Given instruction: Copy the rows below with every "interior" changed to "fill region" and all other text left as it is. Leave the pictures out.

Data entries:
——————

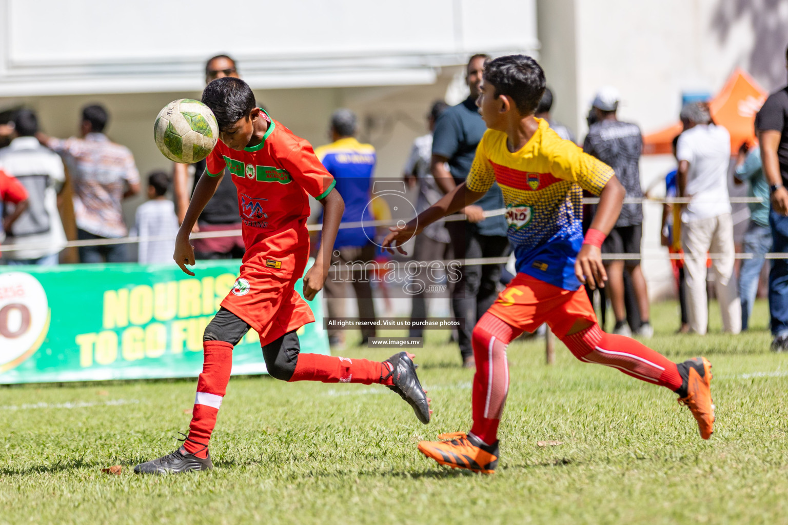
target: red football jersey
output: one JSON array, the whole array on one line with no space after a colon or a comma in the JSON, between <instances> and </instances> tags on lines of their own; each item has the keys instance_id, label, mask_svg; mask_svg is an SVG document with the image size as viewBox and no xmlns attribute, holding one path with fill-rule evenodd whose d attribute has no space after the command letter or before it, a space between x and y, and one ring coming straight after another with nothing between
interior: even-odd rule
<instances>
[{"instance_id":1,"label":"red football jersey","mask_svg":"<svg viewBox=\"0 0 788 525\"><path fill-rule=\"evenodd\" d=\"M261 111L270 123L262 142L236 151L219 141L206 159L208 175L217 176L226 166L238 189L244 261L308 251L307 194L320 200L336 183L308 141Z\"/></svg>"},{"instance_id":2,"label":"red football jersey","mask_svg":"<svg viewBox=\"0 0 788 525\"><path fill-rule=\"evenodd\" d=\"M236 151L220 141L206 168L210 176L225 166L229 170L243 224L240 276L221 305L248 323L266 345L314 322L295 290L309 257L307 194L322 199L335 183L307 141L261 114L270 123L262 142Z\"/></svg>"}]
</instances>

——————

Full solution:
target: red football jersey
output: one JSON array, the whole array on one line with no space after a colon or a comma in the JSON, between <instances> and </instances> tags on lines of their own; each item has the keys instance_id, label, mask_svg; mask_svg is an SVG document with the image size as viewBox and no xmlns attribute, holding one path with fill-rule evenodd whose d attribute has no space after the command letter or before it, a space between x and y, and one ring coming straight after another with nothing between
fill region: even-odd rule
<instances>
[{"instance_id":1,"label":"red football jersey","mask_svg":"<svg viewBox=\"0 0 788 525\"><path fill-rule=\"evenodd\" d=\"M261 111L270 123L262 142L236 151L219 141L206 159L208 175L217 176L226 166L238 189L244 261L308 251L307 194L320 200L336 183L308 141Z\"/></svg>"},{"instance_id":2,"label":"red football jersey","mask_svg":"<svg viewBox=\"0 0 788 525\"><path fill-rule=\"evenodd\" d=\"M236 151L220 141L206 168L210 176L225 166L229 170L243 224L240 276L221 305L248 323L266 345L314 322L295 290L309 257L307 194L322 199L335 183L307 141L261 114L270 123L262 142Z\"/></svg>"}]
</instances>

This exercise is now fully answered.